EXCERPTED RECORDS START
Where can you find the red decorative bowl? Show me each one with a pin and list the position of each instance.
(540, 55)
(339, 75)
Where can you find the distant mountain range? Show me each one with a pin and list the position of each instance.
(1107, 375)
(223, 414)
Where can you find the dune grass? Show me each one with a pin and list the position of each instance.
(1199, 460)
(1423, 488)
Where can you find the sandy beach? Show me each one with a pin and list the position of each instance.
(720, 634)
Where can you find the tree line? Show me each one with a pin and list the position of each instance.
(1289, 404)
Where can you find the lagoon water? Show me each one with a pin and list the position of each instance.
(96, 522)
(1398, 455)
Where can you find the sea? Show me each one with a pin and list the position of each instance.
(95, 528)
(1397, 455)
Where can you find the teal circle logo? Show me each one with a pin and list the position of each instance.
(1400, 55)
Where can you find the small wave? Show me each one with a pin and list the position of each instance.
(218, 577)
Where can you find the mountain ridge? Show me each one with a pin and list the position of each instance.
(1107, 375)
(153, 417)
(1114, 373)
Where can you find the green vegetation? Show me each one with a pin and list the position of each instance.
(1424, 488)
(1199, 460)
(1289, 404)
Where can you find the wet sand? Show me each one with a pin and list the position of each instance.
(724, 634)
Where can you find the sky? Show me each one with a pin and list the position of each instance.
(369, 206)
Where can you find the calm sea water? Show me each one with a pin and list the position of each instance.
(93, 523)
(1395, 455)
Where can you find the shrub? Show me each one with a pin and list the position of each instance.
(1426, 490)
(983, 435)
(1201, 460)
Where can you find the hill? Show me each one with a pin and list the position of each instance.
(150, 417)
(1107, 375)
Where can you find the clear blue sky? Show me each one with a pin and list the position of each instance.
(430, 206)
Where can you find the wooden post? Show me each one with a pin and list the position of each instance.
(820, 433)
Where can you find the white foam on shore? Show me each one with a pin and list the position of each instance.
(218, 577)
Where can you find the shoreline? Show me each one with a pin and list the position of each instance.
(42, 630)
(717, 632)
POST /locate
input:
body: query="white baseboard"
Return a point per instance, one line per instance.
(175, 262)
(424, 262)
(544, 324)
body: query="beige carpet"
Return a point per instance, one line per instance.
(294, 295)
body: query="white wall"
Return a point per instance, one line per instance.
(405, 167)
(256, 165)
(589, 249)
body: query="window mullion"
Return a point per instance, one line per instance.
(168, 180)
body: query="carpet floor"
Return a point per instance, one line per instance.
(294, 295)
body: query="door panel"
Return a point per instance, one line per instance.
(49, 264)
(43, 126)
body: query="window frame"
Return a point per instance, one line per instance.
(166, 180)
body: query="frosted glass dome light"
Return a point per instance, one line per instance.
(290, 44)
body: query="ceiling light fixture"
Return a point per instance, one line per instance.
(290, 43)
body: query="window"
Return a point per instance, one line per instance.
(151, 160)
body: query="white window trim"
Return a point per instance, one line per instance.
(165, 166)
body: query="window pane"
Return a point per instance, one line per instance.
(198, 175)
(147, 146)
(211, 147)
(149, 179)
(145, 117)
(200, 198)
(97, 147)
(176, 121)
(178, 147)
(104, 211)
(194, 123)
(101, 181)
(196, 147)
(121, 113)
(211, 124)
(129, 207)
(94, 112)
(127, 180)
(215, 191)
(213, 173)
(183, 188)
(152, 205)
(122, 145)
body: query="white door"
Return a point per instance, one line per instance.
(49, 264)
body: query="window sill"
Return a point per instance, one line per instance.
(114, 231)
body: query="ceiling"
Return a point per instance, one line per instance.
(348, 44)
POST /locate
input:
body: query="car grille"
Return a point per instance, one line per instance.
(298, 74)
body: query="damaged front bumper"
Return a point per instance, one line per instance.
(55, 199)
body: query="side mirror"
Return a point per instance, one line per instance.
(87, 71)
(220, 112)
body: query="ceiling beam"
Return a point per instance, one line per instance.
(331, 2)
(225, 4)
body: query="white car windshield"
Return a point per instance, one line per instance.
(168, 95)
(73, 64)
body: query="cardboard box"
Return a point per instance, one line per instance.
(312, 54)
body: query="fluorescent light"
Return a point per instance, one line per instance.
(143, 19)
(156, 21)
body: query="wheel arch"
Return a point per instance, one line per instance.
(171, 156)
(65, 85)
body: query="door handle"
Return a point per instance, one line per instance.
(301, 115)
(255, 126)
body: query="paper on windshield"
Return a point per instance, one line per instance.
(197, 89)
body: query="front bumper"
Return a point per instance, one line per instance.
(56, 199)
EXCERPTED RECORDS END
### WHAT TO WORK ON:
Check every line of the data above for the string "front", and copy those that have it.

### EXERCISE ANSWER:
body: query="damaged front bumper"
body: query="front bumper"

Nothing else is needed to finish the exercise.